**TEXT:**
»»
We sought to identify the computational mechanisms that explain how pharmacological alteration of dopamine function alters attributions of harmful intent—an important feature of paranoia—given our previous findings that haloperidol reduced harmful intent attributions and increased self-interest attributions in healthy participants (see ref. 35 for a previously published behavioural analysis). Here we tested different computational hypotheses to account more mechanistically for these effects. The data were best fit by a model utilizing a common uncertainty parameter over priors, but separate likelihood weights for updating attributions. Using this model, we found evidence that haloperidol reduced the precision of harmful intent (but not self-interest) attributions allowing more belief flexibility between partners. Haloperidol also increased the impact of learning from each encounter; participants relied less on their prior beliefs about the population as a whole. These individual parameter effects were embedded within covariational model alterations that together accounted for attributional change under haloperidol. These changes also caused self-interest and harmful-intent attributions to become negatively associated, suggesting a compression of attributions into a single interpersonal dimension under haloperidol. Together, our findings indicate haloperidol promotes flexibility regarding attributions of harmful intent to others by reducing the perceived relevance of the actions of others to the self (Fig. 5). In clinical environments this may allow space to reframe beliefs.
««
**TASK GOAL:** Write the next few sentences of the passage on haloperidol and attributions of harmful intent, picking up after its final sentence.

**DATASET RECORDS:**
»»
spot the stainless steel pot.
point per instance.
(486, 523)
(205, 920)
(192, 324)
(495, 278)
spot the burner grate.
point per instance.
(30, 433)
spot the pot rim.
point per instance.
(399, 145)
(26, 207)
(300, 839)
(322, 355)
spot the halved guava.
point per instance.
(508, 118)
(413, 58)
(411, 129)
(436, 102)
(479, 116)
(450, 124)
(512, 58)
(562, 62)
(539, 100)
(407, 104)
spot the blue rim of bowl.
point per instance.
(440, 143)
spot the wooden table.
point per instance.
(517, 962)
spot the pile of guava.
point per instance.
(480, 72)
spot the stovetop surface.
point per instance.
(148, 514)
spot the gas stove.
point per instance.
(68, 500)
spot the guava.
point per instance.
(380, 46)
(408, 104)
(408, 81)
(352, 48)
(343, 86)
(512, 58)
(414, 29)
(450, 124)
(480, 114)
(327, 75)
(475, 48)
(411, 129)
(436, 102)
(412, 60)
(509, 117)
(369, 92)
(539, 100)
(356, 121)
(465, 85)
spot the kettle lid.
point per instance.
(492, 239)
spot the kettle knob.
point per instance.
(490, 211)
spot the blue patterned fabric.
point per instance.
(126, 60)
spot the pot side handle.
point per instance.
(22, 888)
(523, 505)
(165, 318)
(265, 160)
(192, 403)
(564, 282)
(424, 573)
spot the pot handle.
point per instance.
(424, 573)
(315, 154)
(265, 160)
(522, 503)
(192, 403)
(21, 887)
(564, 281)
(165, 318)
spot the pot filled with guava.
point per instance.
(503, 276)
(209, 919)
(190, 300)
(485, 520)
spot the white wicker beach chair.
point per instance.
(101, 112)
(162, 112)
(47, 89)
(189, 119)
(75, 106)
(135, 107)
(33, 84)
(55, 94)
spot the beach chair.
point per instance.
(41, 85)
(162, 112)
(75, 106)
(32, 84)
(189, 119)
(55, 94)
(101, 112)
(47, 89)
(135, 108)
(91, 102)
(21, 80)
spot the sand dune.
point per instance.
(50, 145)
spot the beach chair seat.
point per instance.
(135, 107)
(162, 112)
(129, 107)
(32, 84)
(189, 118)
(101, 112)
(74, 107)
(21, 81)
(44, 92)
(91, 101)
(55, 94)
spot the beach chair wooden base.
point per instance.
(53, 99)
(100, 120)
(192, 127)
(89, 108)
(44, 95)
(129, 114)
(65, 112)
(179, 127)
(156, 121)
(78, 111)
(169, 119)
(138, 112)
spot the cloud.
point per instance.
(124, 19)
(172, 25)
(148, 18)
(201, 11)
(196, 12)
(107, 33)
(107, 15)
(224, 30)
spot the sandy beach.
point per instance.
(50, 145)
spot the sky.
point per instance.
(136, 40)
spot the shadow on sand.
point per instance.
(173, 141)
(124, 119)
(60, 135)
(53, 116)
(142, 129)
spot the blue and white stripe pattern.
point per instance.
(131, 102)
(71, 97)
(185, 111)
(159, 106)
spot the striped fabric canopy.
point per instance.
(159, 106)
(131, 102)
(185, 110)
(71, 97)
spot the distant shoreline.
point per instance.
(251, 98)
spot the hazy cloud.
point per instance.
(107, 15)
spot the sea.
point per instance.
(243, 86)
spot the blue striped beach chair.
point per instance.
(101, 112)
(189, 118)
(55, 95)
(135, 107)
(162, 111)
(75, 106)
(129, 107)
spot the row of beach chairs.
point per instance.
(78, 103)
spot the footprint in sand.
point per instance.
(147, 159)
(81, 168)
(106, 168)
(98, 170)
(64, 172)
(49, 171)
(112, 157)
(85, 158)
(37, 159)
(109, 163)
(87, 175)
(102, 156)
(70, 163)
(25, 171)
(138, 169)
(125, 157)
««
**RESPONSE TO THIS EXERCISE:**
Fig. 5. Summary of experimental parameter changes from current and past works.

Fig. 5

Experimentally observed effects on our model. The impact of haloperidol on model parameters is indicated by green arrows. Prior results from the impact of high trait paranoia30,31 are indicated by red arrows.

Our findings indicate a reduction in the influence of priors and more flexible beliefs under haloperidol. Past research links tonic dopamine at D2/D3 receptors to efficient encoding of meaningful stimuli, and Bayes optimality33, cognitive control37 and sustained attention38. Under the model-based, model-free control framework39, recent work showed that a D2/D3 antagonism increased model-based control and decision flexibility21, and increased belief flexibility during a trust game34. This may be particularly useful in ‘climbing out’ of paranoia, where one is reluctant to take in positive information about others for fear of false reassurance. At face value our results conform with previous work: under haloperidol, posteriors are more flexible and less influenced by priors, suggesting more confidence in beliefs about the motivation of partners. However, this general account does not explain why our data show asymmetric decreases in harmful intent and increases in self-interest.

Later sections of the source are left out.